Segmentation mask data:
%%

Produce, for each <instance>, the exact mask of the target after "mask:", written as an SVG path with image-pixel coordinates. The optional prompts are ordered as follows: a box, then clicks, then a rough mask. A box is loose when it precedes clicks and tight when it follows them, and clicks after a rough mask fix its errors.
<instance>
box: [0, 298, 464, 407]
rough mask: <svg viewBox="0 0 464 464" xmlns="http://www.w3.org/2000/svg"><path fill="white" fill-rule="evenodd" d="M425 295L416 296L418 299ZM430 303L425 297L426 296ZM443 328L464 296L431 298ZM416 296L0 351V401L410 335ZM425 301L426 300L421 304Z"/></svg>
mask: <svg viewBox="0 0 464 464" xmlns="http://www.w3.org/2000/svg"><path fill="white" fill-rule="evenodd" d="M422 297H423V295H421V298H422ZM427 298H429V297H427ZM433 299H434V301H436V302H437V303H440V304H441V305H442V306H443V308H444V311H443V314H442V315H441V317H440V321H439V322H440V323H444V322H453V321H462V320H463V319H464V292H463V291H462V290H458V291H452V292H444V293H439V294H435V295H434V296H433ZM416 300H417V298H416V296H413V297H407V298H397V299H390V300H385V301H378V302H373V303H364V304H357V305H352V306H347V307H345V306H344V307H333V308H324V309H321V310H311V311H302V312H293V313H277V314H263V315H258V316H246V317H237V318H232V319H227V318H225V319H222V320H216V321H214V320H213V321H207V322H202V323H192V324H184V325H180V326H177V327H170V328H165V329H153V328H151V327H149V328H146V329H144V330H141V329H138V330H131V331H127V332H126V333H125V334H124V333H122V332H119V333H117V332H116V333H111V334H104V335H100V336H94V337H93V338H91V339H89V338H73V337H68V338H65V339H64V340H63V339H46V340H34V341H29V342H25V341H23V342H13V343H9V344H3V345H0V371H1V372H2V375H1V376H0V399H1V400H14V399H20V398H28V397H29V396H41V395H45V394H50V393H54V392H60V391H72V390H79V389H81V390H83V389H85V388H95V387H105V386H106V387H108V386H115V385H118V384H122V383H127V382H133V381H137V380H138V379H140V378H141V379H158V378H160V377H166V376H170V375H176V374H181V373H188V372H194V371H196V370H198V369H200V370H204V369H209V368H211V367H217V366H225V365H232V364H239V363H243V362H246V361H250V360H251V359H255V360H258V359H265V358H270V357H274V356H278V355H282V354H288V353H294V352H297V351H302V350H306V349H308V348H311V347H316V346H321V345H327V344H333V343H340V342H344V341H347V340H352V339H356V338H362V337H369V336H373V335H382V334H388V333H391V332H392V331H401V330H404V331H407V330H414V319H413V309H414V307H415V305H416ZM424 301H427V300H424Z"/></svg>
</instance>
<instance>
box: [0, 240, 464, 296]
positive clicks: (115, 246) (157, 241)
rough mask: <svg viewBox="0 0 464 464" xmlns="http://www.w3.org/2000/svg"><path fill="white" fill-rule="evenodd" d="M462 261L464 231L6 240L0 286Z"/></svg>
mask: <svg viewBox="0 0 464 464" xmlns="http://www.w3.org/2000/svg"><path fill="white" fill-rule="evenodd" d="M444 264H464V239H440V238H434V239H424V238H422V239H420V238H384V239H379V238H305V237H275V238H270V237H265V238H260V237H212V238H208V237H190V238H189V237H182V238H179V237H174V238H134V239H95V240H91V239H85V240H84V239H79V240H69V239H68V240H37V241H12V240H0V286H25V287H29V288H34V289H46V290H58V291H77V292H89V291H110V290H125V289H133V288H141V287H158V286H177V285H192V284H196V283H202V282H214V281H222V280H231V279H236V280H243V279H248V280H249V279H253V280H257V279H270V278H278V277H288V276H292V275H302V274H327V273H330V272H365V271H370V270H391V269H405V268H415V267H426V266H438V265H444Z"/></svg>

%%

Request: Return, without any change, every line from the very start of the items through the line that contains "295L416 296L418 299ZM430", including that line.

Task solution:
Produce, for each <instance>, the exact mask of the target after "mask:", written as an SVG path with image-pixel coordinates. The optional prompts are ordered as follows: a box, then clicks, then a rough mask. A box is loose when it precedes clicks and tight when it follows them, and clicks after a rough mask fix its errors.
<instance>
box: [0, 298, 464, 407]
rough mask: <svg viewBox="0 0 464 464" xmlns="http://www.w3.org/2000/svg"><path fill="white" fill-rule="evenodd" d="M425 295L416 296L418 299ZM430 303L425 297L426 296ZM443 328L464 296L431 298ZM416 296L0 351V401L410 335ZM425 301L426 300L421 304Z"/></svg>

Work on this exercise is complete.